This clever e*thirteen TRS Plus 12 Speed Upgrade Kit is designed to upgrade your SRAM 1×11 drivetrain to 1×12
Five or so years back, 1x drivetrains were fairly new, and making cheaper ones by converting existing cassettes with expander cogs was all the rage for a bit. I steered clear at the time, because it seemed like a slightly messy hack at best.
The conversion part of the e*13 12-Speed Upgrade Kit mostly happens at the shifter end though, with new innards for 11-speed SRAM GX, X1, X01 or XX1 shifters. As well as those, inside the box you’ll find a new cassette, some jockey wheel spacers, and a 12-speed chain.
Unlike with those expander cogs mentioned above, the 9-46t TRS Plus cassette is made entirely by e*thirteen. It has a 511% range, which is 10% more than SRAM’s 10-50t Eagle, and 1% more than Shimano’s new 10-51t XTR.
Thanks to a few very straight, very open downhills near me, the TRS Plus had been tempting me with a siren call something like “niiine tooooth sprooocket“. Sounds fast…
Fitting The e*thirteen TRS Plus 12-Speed Upgrade Kit
Considering shifters are full of springs and cables, monkeying around inside one was by far the most terrifying part of this, but it was surprisingly easy.
The little three pronged claw tool included with this kit acts as a base to bolt most of the shifter down to while you work on it, stopping anything from springing out. Very straightforward, and your shifter goes back together with an extra click.
The e*13 cassette too is nice and easy to fit, and at 336g, not a boat anchor. While it needs an XD driver, it doesn’t quite use the same interface. The larger, alloy sprockets go on first, and cinch down with a collar rather than screwing onto the XD threads.

The tasks:
1 - Could you copy every one of the saved dataset rows below word for word, leaving the pictures out of your answer?
2 - Can you proceed with the review of the e*thirteen 12-speed upgrade kit above, picking up right after its last sentence?
The upgrade kit review and the rows under it were drawn from separate sources.

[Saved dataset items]
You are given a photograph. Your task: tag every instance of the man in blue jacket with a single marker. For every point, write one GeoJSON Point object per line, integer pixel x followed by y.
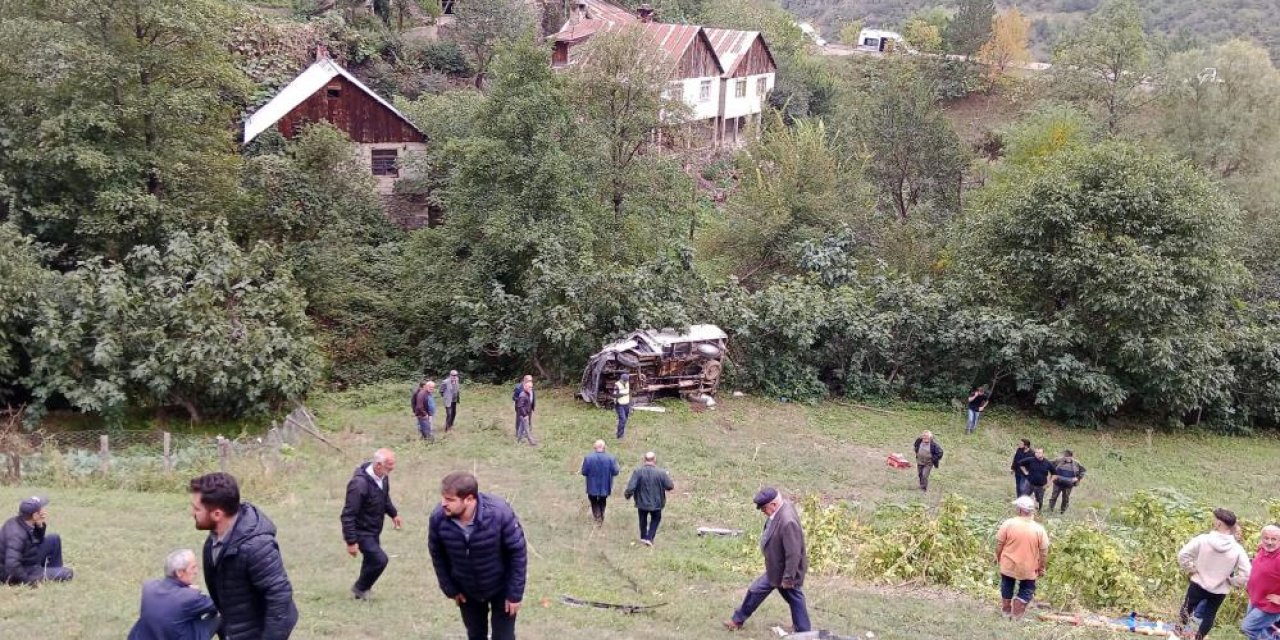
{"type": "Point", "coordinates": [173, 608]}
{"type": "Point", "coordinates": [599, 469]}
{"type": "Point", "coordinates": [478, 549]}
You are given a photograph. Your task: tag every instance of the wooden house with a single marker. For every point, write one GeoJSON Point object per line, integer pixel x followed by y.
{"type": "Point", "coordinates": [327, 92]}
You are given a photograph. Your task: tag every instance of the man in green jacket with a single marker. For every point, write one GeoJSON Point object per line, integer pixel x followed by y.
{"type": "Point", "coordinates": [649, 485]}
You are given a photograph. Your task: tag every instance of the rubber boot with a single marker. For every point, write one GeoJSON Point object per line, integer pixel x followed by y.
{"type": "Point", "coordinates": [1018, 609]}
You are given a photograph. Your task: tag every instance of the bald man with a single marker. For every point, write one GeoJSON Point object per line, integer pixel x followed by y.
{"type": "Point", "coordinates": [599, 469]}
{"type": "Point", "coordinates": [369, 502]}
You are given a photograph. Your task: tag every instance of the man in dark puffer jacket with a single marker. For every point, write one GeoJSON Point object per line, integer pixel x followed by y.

Outputs:
1 -
You are given a photograph. Your task: tag every instance of the man in blue jacket with a single marker. For every point, write one GeoJSON Point object per line, integer pixel x followed by y.
{"type": "Point", "coordinates": [173, 608]}
{"type": "Point", "coordinates": [599, 469]}
{"type": "Point", "coordinates": [478, 549]}
You are given a photograph. Your task: tag every instance of the wooden house with a single marker. For every point, write one GeoJSON Point object per line, integer pixel x followed by y.
{"type": "Point", "coordinates": [327, 92]}
You are given a photograph. Your task: tag every instance of the man in green jacket with a single marker. For every point, write one GeoJSON Point object per line, integer pixel x followed by y.
{"type": "Point", "coordinates": [649, 485]}
You are given a photograph. Your task: tag every instance of the rubber boot with a single marker. For every point, write one GeoJSON Point object per line, integer pixel x followed by y.
{"type": "Point", "coordinates": [1018, 609]}
You are given a photograph. Your task: tag every instance of the bald man with a single marker. For every point, write one GeoJSON Point object per line, integer pixel x followed by y.
{"type": "Point", "coordinates": [599, 469]}
{"type": "Point", "coordinates": [369, 502]}
You are given a photograph. Your task: tag every instance of the man in dark puffer jacket with a single marker. For every point, write one GeoJSON Point object per line, integer pixel x followed by y.

2 -
Then, a plastic bushing goes on, and the steel part of the cassette pushes on at a particular orientation, turns a little to lock into place, gets bolted down to the alloy section, and you’re done. If you wear part of your cassette out, e*thirteen also sells the alloy and steel sections separately.
The only other thing to alter is the mech, which apparently needs the jockey wheels spaced further in toward the spokes in order to reach the 46t sprocket. This is a fairly simple matter of removing half your mech cage and the jockey wheels, then replacing it with the spacers and longer fixings provided.
Indexing & Setup
At first, I could not get this into the 9t cog, no matter how many times I reindexed. Wondering if they were a bit stiff, I tried penetrating oil on the pivots in the derailleur parallelogram, and also turned them a third of a turn with some needlenose pliers. I wondered if the spring in the mech was previously damaged. I double checked the mounting. Still no joy.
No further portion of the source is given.